**Exercise task:** Reproduce exactly the lines from the line containing "Where can the green wooden shutter" through the end of the records below, including both ends, and nothing else.

* START Information provided *

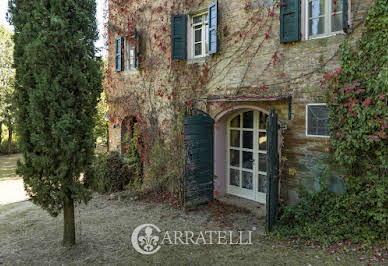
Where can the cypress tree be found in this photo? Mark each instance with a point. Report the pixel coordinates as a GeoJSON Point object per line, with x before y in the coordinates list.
{"type": "Point", "coordinates": [58, 83]}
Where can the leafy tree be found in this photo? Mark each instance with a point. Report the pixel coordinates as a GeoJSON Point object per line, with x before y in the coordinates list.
{"type": "Point", "coordinates": [7, 76]}
{"type": "Point", "coordinates": [58, 83]}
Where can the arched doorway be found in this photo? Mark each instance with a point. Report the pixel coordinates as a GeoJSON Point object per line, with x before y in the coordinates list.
{"type": "Point", "coordinates": [240, 163]}
{"type": "Point", "coordinates": [247, 155]}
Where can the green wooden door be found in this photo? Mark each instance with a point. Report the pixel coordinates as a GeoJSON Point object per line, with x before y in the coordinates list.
{"type": "Point", "coordinates": [199, 173]}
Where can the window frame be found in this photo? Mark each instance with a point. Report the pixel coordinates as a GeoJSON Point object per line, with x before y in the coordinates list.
{"type": "Point", "coordinates": [307, 121]}
{"type": "Point", "coordinates": [128, 66]}
{"type": "Point", "coordinates": [328, 21]}
{"type": "Point", "coordinates": [204, 35]}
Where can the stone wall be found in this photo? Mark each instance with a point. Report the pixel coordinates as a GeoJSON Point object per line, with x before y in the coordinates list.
{"type": "Point", "coordinates": [251, 61]}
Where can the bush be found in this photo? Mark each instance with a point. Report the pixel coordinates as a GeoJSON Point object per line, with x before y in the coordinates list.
{"type": "Point", "coordinates": [4, 147]}
{"type": "Point", "coordinates": [108, 173]}
{"type": "Point", "coordinates": [359, 215]}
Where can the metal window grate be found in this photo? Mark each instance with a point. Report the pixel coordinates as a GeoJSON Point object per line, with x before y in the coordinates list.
{"type": "Point", "coordinates": [317, 120]}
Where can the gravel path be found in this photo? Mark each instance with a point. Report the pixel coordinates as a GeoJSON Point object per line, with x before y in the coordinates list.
{"type": "Point", "coordinates": [11, 185]}
{"type": "Point", "coordinates": [29, 236]}
{"type": "Point", "coordinates": [12, 191]}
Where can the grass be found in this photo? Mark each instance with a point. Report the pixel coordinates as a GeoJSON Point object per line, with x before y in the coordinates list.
{"type": "Point", "coordinates": [104, 228]}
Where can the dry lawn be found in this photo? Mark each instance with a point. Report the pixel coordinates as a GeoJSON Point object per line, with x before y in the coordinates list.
{"type": "Point", "coordinates": [30, 236]}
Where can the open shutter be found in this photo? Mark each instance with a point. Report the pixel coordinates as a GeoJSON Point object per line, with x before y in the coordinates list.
{"type": "Point", "coordinates": [212, 29]}
{"type": "Point", "coordinates": [119, 54]}
{"type": "Point", "coordinates": [178, 36]}
{"type": "Point", "coordinates": [289, 21]}
{"type": "Point", "coordinates": [345, 23]}
{"type": "Point", "coordinates": [199, 170]}
{"type": "Point", "coordinates": [273, 170]}
{"type": "Point", "coordinates": [136, 37]}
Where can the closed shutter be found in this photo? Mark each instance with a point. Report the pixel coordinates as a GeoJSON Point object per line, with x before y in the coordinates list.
{"type": "Point", "coordinates": [119, 54]}
{"type": "Point", "coordinates": [345, 22]}
{"type": "Point", "coordinates": [178, 36]}
{"type": "Point", "coordinates": [212, 29]}
{"type": "Point", "coordinates": [289, 21]}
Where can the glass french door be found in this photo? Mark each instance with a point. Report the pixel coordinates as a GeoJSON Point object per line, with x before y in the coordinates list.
{"type": "Point", "coordinates": [247, 155]}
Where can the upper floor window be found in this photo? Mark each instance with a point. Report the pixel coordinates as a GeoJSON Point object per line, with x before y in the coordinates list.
{"type": "Point", "coordinates": [324, 17]}
{"type": "Point", "coordinates": [199, 28]}
{"type": "Point", "coordinates": [126, 54]}
{"type": "Point", "coordinates": [317, 118]}
{"type": "Point", "coordinates": [194, 36]}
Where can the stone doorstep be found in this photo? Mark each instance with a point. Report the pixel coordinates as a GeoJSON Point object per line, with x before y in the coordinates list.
{"type": "Point", "coordinates": [254, 207]}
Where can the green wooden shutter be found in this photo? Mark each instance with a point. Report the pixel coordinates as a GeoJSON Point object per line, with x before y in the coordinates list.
{"type": "Point", "coordinates": [136, 37]}
{"type": "Point", "coordinates": [119, 54]}
{"type": "Point", "coordinates": [212, 29]}
{"type": "Point", "coordinates": [178, 36]}
{"type": "Point", "coordinates": [345, 25]}
{"type": "Point", "coordinates": [289, 21]}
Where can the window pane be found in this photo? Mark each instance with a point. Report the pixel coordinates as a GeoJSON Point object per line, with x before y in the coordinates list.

* END Information provided *

**The result:**
Where can the green wooden shutter be found in this photo? Mark each instance with a point. Report the pixel coordinates as a GeoJSON Point object per line, with x before y in the coordinates list.
{"type": "Point", "coordinates": [136, 37]}
{"type": "Point", "coordinates": [119, 54]}
{"type": "Point", "coordinates": [212, 29]}
{"type": "Point", "coordinates": [178, 36]}
{"type": "Point", "coordinates": [345, 25]}
{"type": "Point", "coordinates": [289, 21]}
Where can the window pane be found in this photo? Mark each instance with a point. Report the pixel coordinates as a GeoJSON Point object per line, with x before y in the coordinates list.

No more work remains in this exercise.